EXERCISE AIM:
Set the records down again, exactly, without their images.

Recorded data:
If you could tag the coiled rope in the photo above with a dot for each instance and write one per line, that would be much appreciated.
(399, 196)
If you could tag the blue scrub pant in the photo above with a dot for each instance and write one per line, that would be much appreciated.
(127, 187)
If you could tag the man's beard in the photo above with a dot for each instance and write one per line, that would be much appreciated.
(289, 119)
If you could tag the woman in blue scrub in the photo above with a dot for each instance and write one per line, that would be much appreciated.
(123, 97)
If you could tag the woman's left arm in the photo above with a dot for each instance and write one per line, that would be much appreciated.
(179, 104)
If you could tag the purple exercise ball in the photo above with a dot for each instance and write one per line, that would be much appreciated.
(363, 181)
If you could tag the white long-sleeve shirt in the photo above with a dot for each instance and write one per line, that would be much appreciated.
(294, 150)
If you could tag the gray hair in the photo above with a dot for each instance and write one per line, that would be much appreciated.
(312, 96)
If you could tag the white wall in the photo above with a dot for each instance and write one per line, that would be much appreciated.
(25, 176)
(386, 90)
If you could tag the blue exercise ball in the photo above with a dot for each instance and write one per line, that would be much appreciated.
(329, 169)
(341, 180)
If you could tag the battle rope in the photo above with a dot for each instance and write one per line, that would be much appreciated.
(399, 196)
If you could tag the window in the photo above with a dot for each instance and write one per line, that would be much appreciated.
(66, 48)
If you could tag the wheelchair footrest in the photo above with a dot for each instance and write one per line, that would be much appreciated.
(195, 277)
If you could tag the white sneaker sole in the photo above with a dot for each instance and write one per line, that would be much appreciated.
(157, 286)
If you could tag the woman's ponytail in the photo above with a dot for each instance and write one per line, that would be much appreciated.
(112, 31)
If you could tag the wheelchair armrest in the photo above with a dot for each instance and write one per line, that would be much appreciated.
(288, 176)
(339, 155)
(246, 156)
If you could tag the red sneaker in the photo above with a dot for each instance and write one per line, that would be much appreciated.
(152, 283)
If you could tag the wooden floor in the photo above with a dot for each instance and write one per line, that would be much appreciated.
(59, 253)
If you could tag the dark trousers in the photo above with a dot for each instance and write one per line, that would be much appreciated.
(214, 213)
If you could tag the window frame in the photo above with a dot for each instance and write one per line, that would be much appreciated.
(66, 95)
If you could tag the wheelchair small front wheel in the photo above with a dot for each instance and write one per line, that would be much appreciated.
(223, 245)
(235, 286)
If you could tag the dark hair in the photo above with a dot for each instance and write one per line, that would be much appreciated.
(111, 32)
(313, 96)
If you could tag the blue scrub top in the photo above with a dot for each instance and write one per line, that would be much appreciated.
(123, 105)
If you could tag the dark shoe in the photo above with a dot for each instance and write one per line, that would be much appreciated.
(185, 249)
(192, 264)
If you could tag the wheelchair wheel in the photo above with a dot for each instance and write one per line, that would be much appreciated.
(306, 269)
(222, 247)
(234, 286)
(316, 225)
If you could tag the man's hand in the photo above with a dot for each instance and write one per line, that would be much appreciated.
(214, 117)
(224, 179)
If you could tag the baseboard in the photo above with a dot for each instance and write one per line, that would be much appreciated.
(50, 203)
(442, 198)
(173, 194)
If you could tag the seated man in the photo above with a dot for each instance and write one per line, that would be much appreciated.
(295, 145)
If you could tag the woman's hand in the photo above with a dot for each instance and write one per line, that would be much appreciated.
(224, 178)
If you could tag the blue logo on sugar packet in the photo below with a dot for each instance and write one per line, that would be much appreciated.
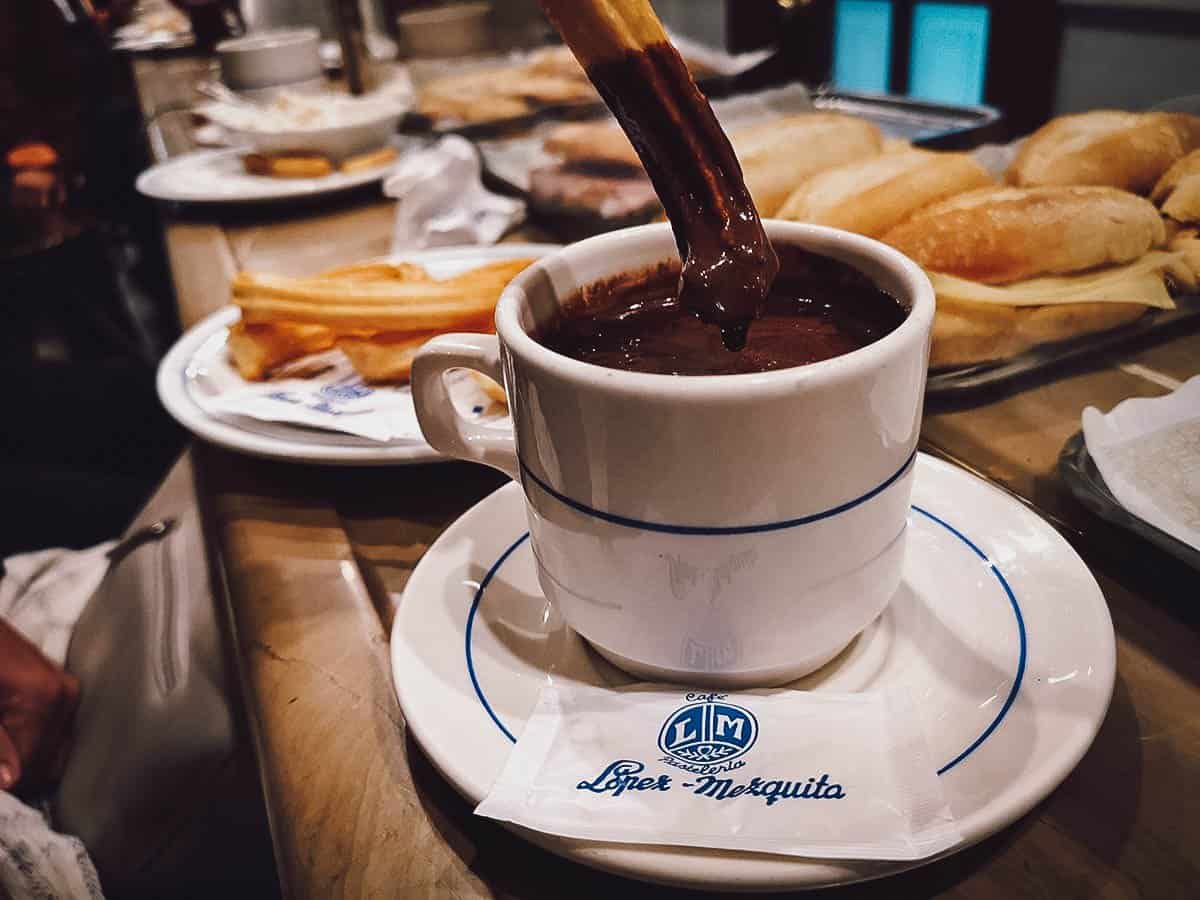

EXERCISE RESULT:
If you could tag the coiled rope in the photo above with a dot for each instance and write one per line, that would be much appreciated.
(399, 196)
If you could tag the blue scrub pant in the photo above with a dot for each instance and write one per line, that would be much appreciated.
(127, 187)
If you could tag the man's beard in the photo above with a dot for each instance and write one per line, that would be much appreciated.
(289, 119)
If you could tag the woman in blue scrub in the photo above with a dot for each instance and write one per line, that would be much appreciated.
(123, 97)
If you could tag the woman's left arm in the photo above with a dot for each instance and write one per line, that would be much appreciated.
(179, 104)
If you could tag the purple exercise ball in the photo above with a dot for each instance and write one per line, that would be much appreciated.
(363, 181)
If you could tag the white long-sleeve shirt in the photo above with a dot for each instance and write one per line, that would be much appreciated.
(294, 150)
If you could tag the gray hair in the photo above with a dot for each instance and write one per line, that would be much appreciated.
(312, 96)
If you could tag the white wall in the photo above with a dot for each instance and write one per line, that would be much appreciated.
(25, 176)
(386, 90)
If you could tag the blue exercise ball in the photo above with a dot for each instance and write one per line, that would be much appreciated.
(329, 169)
(341, 180)
If you could tag the battle rope in the photo above with a dot for each instance and write one per line, that would be much appreciated.
(399, 196)
If you could tag the window in the photo above with a dot for each instance and write one per line, that would be much appreciated.
(66, 48)
If you could tag the wheelchair footrest in the photo above with a dot for each instance and write one per line, that would be much appreciated.
(195, 277)
If you could tag the white sneaker sole in the photo above with a dot for each instance and write one per line, that would be much appreciated.
(157, 286)
If you could tag the woman's ponytail in the photo above with a dot for each instance and write one per line, that would be much appreciated.
(112, 31)
If you could tag the wheelchair armrest in the photo above with a dot for each instance and write one per line, that would be much appreciated.
(288, 176)
(339, 155)
(246, 156)
If you could tag the red sneaker in the photo above with a dot for each instance and write one per line, that would be much appreciated.
(152, 283)
If you could tag the wooden floor in the photo above with a dot for each instance and write one per line, that would be much appreciated.
(59, 253)
If you could tag the dark trousers in the photo above with a dot for each instance and write one per line, that would be much appreciated.
(214, 213)
If you could tag the window frame in the photo above with a dot for each instance and write one per line, that would be much appreciated.
(66, 95)
If you could tag the wheelchair small front wheel in the photo above with a dot for each instance and write one per line, that would be much appreciated.
(223, 245)
(235, 286)
If you could tag the dark hair in the photo above with a dot for each instance and write one per line, that would be much appreciated.
(111, 32)
(313, 96)
If you could tag the blue scrub top in the photo above with a dot for each instance and write one per line, that would be much appreciated.
(123, 105)
If you could tag the dark shoe in the photo above with a dot for each instance and write one per line, that would be much appreciated.
(185, 249)
(192, 264)
If you could tag the wheelchair wheel in the photo above with a dot for each instance and write one per line, that would be much appreciated.
(306, 269)
(222, 247)
(234, 286)
(316, 225)
If you could tag the man's hand in the photo above with a dot for each instance and write one per line, that would be much appreciated.
(214, 117)
(224, 179)
If you could tag the baseboard in the photo above with a dot for each instance and write one per line, that would be much appreciated.
(50, 203)
(442, 198)
(173, 194)
If you could tag the seated man in the photo above with a dot for each instance and write one per line, that would be much appreciated.
(295, 145)
If you could tag the woman's hand in the photo above with a dot for each instance and write one per line, that would be much appreciated.
(224, 178)
If you could tag the blue logo on sugar packet in the photo below with a dot for each instance and write one per line, that would be much appreciated.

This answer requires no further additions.